--- TASK OBJECTIVE ---
Output all entries verbatim, dropping pictures.

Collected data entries

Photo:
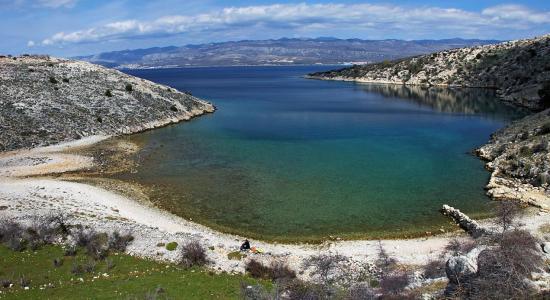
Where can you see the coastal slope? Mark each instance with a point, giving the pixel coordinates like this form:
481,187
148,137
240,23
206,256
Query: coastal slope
518,70
284,51
47,100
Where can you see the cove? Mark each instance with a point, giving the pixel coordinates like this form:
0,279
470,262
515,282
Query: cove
291,159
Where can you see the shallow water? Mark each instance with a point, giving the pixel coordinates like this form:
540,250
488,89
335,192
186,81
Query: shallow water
287,158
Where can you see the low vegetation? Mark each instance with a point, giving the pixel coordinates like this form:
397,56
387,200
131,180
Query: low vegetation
52,260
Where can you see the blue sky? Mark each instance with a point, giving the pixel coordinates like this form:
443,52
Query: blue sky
77,27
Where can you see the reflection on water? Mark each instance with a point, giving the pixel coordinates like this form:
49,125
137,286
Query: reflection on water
290,159
449,100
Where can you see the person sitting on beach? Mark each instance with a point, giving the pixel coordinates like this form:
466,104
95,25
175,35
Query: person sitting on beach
245,246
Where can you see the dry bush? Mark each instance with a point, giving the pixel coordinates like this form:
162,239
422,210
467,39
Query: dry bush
11,235
326,267
5,283
257,270
385,263
299,290
57,262
255,292
278,270
434,268
503,268
360,292
193,254
118,242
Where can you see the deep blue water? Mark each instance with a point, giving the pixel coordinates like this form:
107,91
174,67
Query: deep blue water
289,158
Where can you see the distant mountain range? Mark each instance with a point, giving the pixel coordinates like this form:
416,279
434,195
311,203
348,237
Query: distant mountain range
283,51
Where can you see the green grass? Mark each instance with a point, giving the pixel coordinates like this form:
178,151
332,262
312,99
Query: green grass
129,278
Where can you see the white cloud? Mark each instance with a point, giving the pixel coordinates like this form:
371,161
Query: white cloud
310,17
516,13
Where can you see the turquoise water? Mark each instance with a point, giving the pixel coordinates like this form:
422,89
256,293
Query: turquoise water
288,158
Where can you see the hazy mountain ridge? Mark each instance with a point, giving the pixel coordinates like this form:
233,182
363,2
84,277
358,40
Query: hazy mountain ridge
519,154
283,51
48,100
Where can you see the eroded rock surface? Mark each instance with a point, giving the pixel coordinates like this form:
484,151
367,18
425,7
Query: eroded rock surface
46,100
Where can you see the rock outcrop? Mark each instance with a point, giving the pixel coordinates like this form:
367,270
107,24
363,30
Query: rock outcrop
519,70
47,100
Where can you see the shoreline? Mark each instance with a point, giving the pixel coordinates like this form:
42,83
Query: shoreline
32,192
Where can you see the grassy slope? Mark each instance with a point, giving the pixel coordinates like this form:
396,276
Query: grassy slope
130,278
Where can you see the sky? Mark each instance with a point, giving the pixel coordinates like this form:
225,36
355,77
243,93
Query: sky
80,27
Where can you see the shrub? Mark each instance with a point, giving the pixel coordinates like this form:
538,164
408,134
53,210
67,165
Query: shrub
118,242
76,269
109,264
298,290
458,247
435,268
255,292
257,269
96,244
394,283
360,292
89,266
325,266
57,262
525,151
193,254
171,246
503,268
24,281
5,283
70,250
544,129
385,263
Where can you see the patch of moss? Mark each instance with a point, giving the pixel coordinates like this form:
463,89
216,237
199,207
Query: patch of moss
237,255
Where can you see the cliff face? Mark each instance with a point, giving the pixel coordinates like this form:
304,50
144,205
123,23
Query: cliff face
519,70
519,158
46,100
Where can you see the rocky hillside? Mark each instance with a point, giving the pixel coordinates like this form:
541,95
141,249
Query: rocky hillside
48,100
519,70
519,158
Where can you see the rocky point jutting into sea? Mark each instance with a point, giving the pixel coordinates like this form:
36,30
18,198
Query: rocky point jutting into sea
520,72
47,100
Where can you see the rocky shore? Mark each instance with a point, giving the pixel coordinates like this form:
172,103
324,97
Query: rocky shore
47,100
519,71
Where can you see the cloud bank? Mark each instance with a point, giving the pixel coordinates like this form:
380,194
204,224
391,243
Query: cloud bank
303,18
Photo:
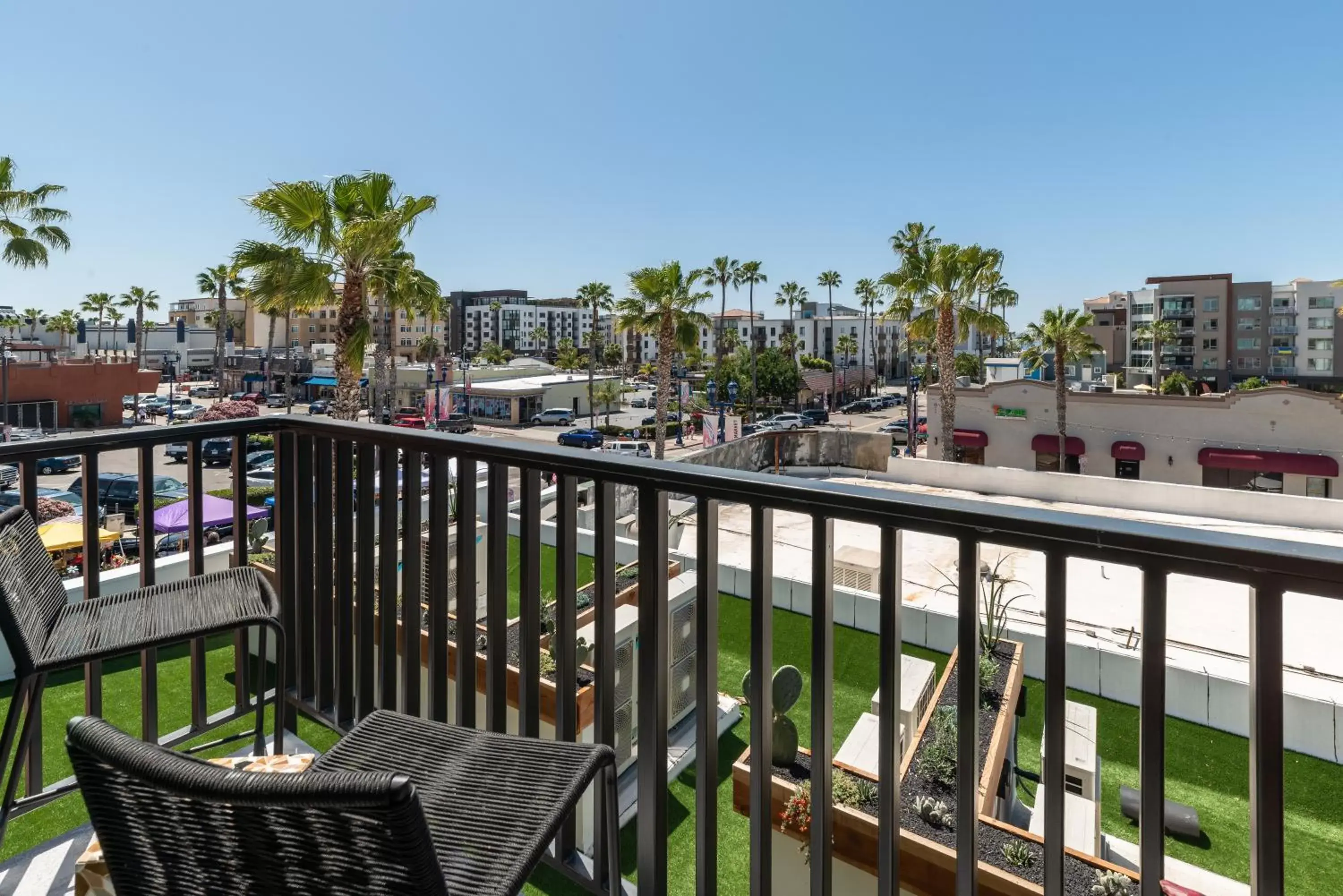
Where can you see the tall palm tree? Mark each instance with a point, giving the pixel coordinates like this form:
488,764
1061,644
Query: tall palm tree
867,292
751,274
663,303
116,316
830,280
219,281
97,304
27,225
141,299
1158,333
1063,332
33,317
347,229
724,272
599,299
945,277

--- TASK OUTPUT ---
Photo:
Where can you see the coastal slope? Mark each instance with a point, giving the pixel coordinates like this form:
481,187
148,137
240,23
206,256
Query: coastal slope
518,70
284,51
47,100
Where can you see the cove? Mark each instance with a point, giving the pixel coordinates like this form:
0,279
470,262
515,282
Query: cove
291,159
Where can you see the shallow water? Mark each instance with a point, giving the pixel coordinates like this form:
540,250
488,89
335,192
186,81
Query: shallow water
287,158
Where can you see the low vegetation? Mark each instance with a point, giving the pixel coordinates like this form:
397,56
387,200
131,180
Query: low vegetation
52,260
Where can you see the blue sky? Mark each instance with a point, giving the pixel coordinates like this form:
443,52
Query: blue sky
77,27
Where can you see the reflection on water? Mark each instance with a point, giving the pixel coordinates like this form:
49,125
137,286
Query: reflection on water
290,159
449,100
Where can you see the person sitting on beach? Mark each instance with a point, giving the pixel coordinates like this form:
466,104
95,25
175,35
Query: person sitting on beach
245,246
Where can you see the dry bush? Mark each instance with a point, giving the pixel coordinates like this form:
162,239
422,210
467,39
Query: dry bush
11,235
326,267
5,283
257,270
385,263
299,290
57,262
255,292
278,270
434,268
503,268
360,292
193,254
118,242
Where can you see the deep blue water? Mark each instance with a point, giving the pixel coordinates like this form:
107,91
174,67
Query: deep blue water
289,158
Where can you see the distant mountain range? Mark each instance with a point, giving the pixel coordinates like this form:
416,279
434,195
311,203
348,237
Query: distant mountain range
283,51
Where can you see the green grass? Mark each instance with a point, giving the pixel coordinates like this form:
178,151
332,262
312,99
Query: green grass
129,278
Where can you see the white cloud? Mark each instance with a point, giving the pixel coordinates like this form:
371,161
Query: white cloud
310,17
516,13
Where can you see the turquoise water? Mark each instance with a point, giving the pixel coordinates like this form:
422,89
256,293
Query: turquoise water
288,158
Where can you see the hazy mountain ridge? Mark each instance with a point, giving the pixel coordinates like this form:
233,182
363,2
84,277
358,40
Query: hazy mountain ridge
519,154
283,51
48,100
Where can you see the eroded rock surface? Mark each instance with a point, giving the pixel coordinates like this form:
484,151
367,18
425,7
Query: eroded rock surface
46,100
Where can you see the rock outcrop? Mark each instance with a point, giving the pixel coordinates like this form:
367,270
107,24
363,30
Query: rock outcrop
519,70
47,100
Where can you see the shoreline? Mark each instance with a point, giving the pixel coordinates like this form:
42,83
Query: shoreline
32,192
Where can you see the grassy slope? Mark each instance with a point, giving the pixel coordinates like this form:
396,276
Query: grassy slope
130,278
Where can you see the sky? Mark each instance with a point, giving the pixel coordinates like this form:
225,36
355,77
243,93
Query: sky
80,27
Where can you see the shrub? Mark each instance with a point, giving the pixel coordinates like this form:
538,164
408,134
53,210
67,165
Query: shrub
118,242
76,269
109,264
298,290
458,247
435,268
255,292
257,269
96,244
394,283
360,292
89,266
325,266
57,262
525,151
193,254
171,246
503,268
24,281
5,283
70,250
544,129
385,263
Where can you see the patch of moss? Mark each instance with a point, giving the pixel coordinates like this form:
463,89
216,237
199,207
Query: patch of moss
237,255
Where can you see the cliff face? Mark each instance with a point, giving the pixel coordinates like this form:
304,50
144,205
123,23
Query: cliff face
519,70
519,158
46,100
Where can you see the rocky hillside? Mark each instance with a point, giving the pixel coordinates like this form:
541,95
141,249
Query: rocky hillside
48,100
519,70
519,158
Where can you see the rocky point jutting into sea? Mark each instance with a point, giving the pixel coordinates like this form:
36,30
18,198
Query: rocky point jutting into sea
520,72
47,100
Where can you see the rocky shore? Mark each instance with a point, giving the pixel coordinates like this form:
172,103
324,97
Query: rocky shore
47,100
519,71
Where can you see the cloud bank? Mark each instance with a point, giving the pixel coordinates like this form:
380,194
204,224
391,243
Query: cloud bank
303,18
Photo:
Where can you see the tall palm tree? Mark each instance with a point, giving the pixel coordinates like this form:
488,764
1061,644
Query: tall palm tree
867,292
751,274
663,303
116,316
830,280
219,281
97,304
27,225
141,299
1158,333
1063,332
33,317
347,229
724,272
599,299
945,277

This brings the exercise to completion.